## EXERCISE OBJECTIVE
Reproduce every one of these rows word for word, with nothing added or changed.

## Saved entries
=======
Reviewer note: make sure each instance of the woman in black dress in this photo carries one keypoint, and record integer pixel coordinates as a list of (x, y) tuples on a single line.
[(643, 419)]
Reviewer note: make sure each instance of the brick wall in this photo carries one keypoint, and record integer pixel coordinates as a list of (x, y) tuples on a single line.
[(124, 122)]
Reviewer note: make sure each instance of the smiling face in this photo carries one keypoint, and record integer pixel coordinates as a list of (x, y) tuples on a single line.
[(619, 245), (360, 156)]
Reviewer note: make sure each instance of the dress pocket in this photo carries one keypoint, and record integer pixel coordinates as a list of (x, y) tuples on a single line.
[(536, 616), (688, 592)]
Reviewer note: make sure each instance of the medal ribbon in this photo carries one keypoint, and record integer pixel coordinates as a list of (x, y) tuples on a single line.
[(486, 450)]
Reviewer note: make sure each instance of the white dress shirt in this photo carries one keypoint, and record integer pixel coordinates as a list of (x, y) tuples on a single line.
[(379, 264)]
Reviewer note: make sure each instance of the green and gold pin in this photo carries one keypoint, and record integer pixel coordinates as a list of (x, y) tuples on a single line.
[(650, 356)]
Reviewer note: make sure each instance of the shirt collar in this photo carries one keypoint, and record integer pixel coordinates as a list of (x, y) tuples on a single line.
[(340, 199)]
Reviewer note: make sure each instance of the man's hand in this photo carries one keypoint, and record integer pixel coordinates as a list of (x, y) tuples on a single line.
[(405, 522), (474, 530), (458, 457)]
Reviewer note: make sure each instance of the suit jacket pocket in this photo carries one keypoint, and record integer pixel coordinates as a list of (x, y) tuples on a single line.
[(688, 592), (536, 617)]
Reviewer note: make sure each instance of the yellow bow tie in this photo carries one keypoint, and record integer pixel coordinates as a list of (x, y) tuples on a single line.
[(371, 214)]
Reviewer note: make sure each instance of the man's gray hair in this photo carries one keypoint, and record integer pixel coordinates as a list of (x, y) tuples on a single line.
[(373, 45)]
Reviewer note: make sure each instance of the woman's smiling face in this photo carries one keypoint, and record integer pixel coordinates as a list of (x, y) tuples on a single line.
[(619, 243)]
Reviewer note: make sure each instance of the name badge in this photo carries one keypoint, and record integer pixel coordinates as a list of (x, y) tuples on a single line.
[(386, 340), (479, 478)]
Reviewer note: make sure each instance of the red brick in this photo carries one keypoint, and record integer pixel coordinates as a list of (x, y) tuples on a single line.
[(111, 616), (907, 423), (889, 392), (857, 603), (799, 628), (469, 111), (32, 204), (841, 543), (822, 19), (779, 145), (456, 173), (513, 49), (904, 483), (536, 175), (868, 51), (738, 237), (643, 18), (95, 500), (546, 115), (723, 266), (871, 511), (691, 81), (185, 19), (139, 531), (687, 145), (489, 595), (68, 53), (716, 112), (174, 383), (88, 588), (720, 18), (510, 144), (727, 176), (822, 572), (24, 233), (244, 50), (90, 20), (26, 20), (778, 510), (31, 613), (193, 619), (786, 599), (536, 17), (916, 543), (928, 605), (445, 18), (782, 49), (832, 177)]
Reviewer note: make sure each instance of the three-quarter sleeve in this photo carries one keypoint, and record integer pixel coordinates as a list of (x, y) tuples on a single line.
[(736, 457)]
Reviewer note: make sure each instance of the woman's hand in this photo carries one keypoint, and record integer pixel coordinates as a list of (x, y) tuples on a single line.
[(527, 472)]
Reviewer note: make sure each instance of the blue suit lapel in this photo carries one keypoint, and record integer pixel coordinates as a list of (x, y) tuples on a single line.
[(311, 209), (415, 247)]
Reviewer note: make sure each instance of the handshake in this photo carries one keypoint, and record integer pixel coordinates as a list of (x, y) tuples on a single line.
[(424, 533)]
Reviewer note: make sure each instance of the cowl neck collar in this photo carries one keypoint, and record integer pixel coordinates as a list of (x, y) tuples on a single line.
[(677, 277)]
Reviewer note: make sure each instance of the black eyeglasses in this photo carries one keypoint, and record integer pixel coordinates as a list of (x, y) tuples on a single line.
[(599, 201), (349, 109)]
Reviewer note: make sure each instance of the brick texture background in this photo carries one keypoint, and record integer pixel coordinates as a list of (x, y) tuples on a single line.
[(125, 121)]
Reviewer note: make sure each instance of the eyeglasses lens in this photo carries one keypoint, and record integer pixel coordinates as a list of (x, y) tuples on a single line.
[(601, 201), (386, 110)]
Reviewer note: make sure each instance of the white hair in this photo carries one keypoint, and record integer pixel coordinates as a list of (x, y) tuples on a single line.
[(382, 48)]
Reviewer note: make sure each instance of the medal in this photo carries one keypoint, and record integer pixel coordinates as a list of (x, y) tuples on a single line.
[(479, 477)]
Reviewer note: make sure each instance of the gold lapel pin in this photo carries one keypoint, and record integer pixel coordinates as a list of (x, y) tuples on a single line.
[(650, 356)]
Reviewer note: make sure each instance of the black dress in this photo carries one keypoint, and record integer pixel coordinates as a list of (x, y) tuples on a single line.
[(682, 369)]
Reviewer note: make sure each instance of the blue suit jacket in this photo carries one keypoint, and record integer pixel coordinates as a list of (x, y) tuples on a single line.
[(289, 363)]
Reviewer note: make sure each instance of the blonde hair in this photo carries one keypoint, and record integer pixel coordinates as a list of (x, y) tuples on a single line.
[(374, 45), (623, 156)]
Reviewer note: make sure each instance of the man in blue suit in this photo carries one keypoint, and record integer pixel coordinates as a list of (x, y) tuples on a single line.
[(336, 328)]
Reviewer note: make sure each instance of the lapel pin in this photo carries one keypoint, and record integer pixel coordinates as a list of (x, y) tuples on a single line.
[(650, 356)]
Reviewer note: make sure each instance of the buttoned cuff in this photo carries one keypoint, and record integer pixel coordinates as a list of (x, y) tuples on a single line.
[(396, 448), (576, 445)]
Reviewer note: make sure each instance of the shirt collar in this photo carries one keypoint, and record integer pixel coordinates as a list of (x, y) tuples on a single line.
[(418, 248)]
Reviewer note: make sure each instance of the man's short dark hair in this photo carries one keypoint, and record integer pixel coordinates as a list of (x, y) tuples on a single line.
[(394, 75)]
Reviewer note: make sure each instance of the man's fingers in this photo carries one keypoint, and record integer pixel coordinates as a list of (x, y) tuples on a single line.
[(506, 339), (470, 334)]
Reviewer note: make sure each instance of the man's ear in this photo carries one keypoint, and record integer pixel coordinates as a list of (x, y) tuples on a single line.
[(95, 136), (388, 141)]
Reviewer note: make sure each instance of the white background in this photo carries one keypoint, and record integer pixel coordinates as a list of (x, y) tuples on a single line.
=======
## TASK RESPONSE
Reviewer note: make sure each instance of the woman in black dress in this photo carries one keypoint, and record integer pixel coordinates as a list of (x, y) tuples on a single line.
[(643, 419)]
Reviewer note: make sure each instance of the brick wall in this photo carries one keypoint, and record integer pixel coordinates as a list of (x, y) tuples on a single line.
[(124, 122)]
Reviewer note: make sure each instance of the smiling face in this photo carries one keypoint, and record integer pixel coordinates as a list of (x, y) tuples on a single line.
[(619, 245), (360, 156)]
Reviewer note: make sure each instance of the dress pocket in this photo carries one keypoint, and record integer pixel coordinates as a list of (x, y) tuples on a single line.
[(536, 616), (688, 592)]
Reviewer note: make sure each instance of the medal ribbon in this photo carries one keypoint, and record integer pixel coordinates as a list of (x, y) tuples on a single line.
[(486, 450)]
Reviewer note: make sure each instance of the white dress shirt in this photo carries one keypoint, and record integer pixel coordinates as a list of (x, y) tuples on a single line.
[(379, 264)]
Reviewer note: make sure each instance of the green and gold pin in this photo carries one keypoint, and record integer pixel coordinates as a list of (x, y) tuples on a single line.
[(650, 356)]
Reviewer note: make sure each instance of the shirt collar in this photo carries one keypoint, and record integer pixel coordinates as a list of (x, y) tuples on a single line.
[(340, 199)]
Reviewer note: make sure each instance of the man's hand in this photo carries one keypoint, and record integer pixel coordinates as a list of (x, y) tuples on a single line.
[(405, 522), (474, 530), (458, 457)]
Reviewer note: make sure each instance of the suit jacket pocket in this photo carries one keypoint, and record integer pixel coordinates as a list of (x, y) tuples on a single line.
[(688, 592), (536, 617)]
Reviewer note: make sure each instance of the yellow bow tie in this photo carries one keypoint, and record integer pixel coordinates as a list of (x, y) tuples on a single line.
[(371, 214)]
Reviewer note: make sure each instance of the man's gray hair in this photo carries one keypoint, and record integer pixel coordinates as a list of (x, y) tuples on a single line.
[(373, 45)]
Reviewer note: make sure each instance of the woman's smiling face in this photo carries one keypoint, and record integer pixel coordinates as a list of (x, y) tuples on a single line.
[(619, 243)]
Reviewer note: make sure each instance of the name badge in this photo carries one keypoint, and record integer pixel coordinates as a list of (x, y) tuples on a single line.
[(386, 340), (479, 478)]
Reviewer note: make sure each instance of the red brick in this photo carries one keypoint, and record integer pixel coordinates as a list of (x, y) tuples on a single line.
[(111, 616), (907, 423), (889, 392), (857, 603), (799, 628), (469, 111), (32, 204), (841, 543), (822, 19), (779, 145), (456, 173), (513, 49), (904, 483), (536, 175), (868, 51), (738, 237), (643, 18), (95, 500), (546, 115), (723, 266), (871, 511), (691, 81), (185, 19), (139, 531), (687, 145), (489, 595), (68, 53), (716, 112), (174, 383), (88, 588), (720, 18), (510, 144), (727, 176), (822, 572), (24, 233), (244, 50), (90, 20), (26, 20), (778, 510), (31, 613), (193, 619), (786, 599), (536, 17), (916, 543), (928, 605), (445, 18), (782, 49), (832, 177)]
Reviewer note: make sure each instance of the three-quarter sleeve in this photo carries one keypoint, and record integer pixel coordinates as a list of (x, y) tuples on a single line.
[(736, 457)]
Reviewer note: make sure each instance of the woman's hand in this photo carries one keypoint, and record integer pixel coordinates as a list of (x, y) tuples on a single line.
[(527, 472)]
Reviewer note: make sure each instance of the blue suit lapel in this photo carries one keypoint, and record integer pixel coordinates as a list of (x, y) tuples on a single line.
[(311, 209), (415, 247)]
Reviewer note: make sure each instance of the handshake in this photo carries one keypoint, and record integer pixel coordinates as a list of (x, y) tuples on a single line.
[(424, 533)]
Reviewer note: make sure each instance of the cowl neck collar in this photo carries one keypoint, and record integer pixel coordinates as a list of (x, y) tuples on a single line.
[(677, 277)]
Reviewer note: make sure each instance of the black eyeglasses in this photo carries one keypoint, and record integer pixel coordinates as a list of (x, y) tuples on a single line.
[(599, 201), (349, 109)]
Reviewer note: make sure each instance of the brick texture background in this photo carries one keypoint, and record integer pixel coordinates as a list of (x, y) tuples on a single line.
[(125, 121)]
Reviewer note: make sure each instance of the eyeglasses lens in this photo carries one keypoint, and record integer pixel coordinates as a list of (x, y) tuples on a single line.
[(601, 201), (386, 110)]
Reviewer note: make sure each instance of the white hair in this photo carries one keypoint, and record integer pixel coordinates as a list of (x, y) tuples on a single line.
[(382, 48)]
Reviewer note: make sure each instance of the medal in this photo carries one keypoint, and record integer pixel coordinates as a list of (x, y) tuples on a single line.
[(479, 477)]
Reviewer note: make sure each instance of the gold lapel pin in this photo carries one keypoint, and record integer pixel coordinates as a list of (x, y) tuples on a single line.
[(650, 356)]
Reviewer note: make sure each instance of the black dress in this photo carries one keypoint, and record integer pixel coordinates as a list of (x, y) tuples on a single line.
[(682, 369)]
Reviewer note: make sure each instance of the blue suit jacket in this photo carries one keypoint, and record integer pixel coordinates as a list of (x, y) tuples on a single line.
[(289, 363)]
Reviewer note: make sure each instance of the blonde hair in this photo carries one keypoint, and record integer pixel coordinates as a list of (x, y) tuples on a single line.
[(374, 45), (623, 156)]
Reviewer note: make sure each instance of the man in blue suit in this photo carries one keypoint, and record integer pixel coordinates as a list of (x, y) tuples on a single line.
[(336, 328)]
Reviewer note: make sure each instance of the lapel pin in this photo carries one keypoint, and record integer pixel coordinates as a list of (x, y) tuples on a single line.
[(650, 356)]
Reviewer note: make sure each instance of the buttoned cuff in this photo carries one keypoint, and record integer pixel coordinates as a list of (x, y) tuples on a single line.
[(396, 448), (576, 445)]
Reviewer note: make sure each instance of the shirt collar in this photo carries one keypoint, and record integer pixel coordinates as a list of (x, y) tuples on a single line.
[(418, 248)]
Reviewer note: make sure each instance of the man's short dark hair in this photo carries one keypoint, and record integer pixel coordinates as a list of (x, y) tuples on a single line.
[(394, 75)]
Reviewer note: make sure each instance of the man's fingers in this photo carries one keypoint, and record integer pixel coordinates as a list of (x, y) tuples on a single line.
[(506, 339), (470, 334)]
Reviewer note: make sure each instance of the man's ear in this photo carries one keypoint, and record integer pixel coordinates as a list of (x, y) tuples on a single line.
[(95, 136), (388, 141)]
Reviewer note: make sure each instance of the white background in this photo carries one keypoint, and record integer pixel coordinates as a list of (x, y) tuples on a single line.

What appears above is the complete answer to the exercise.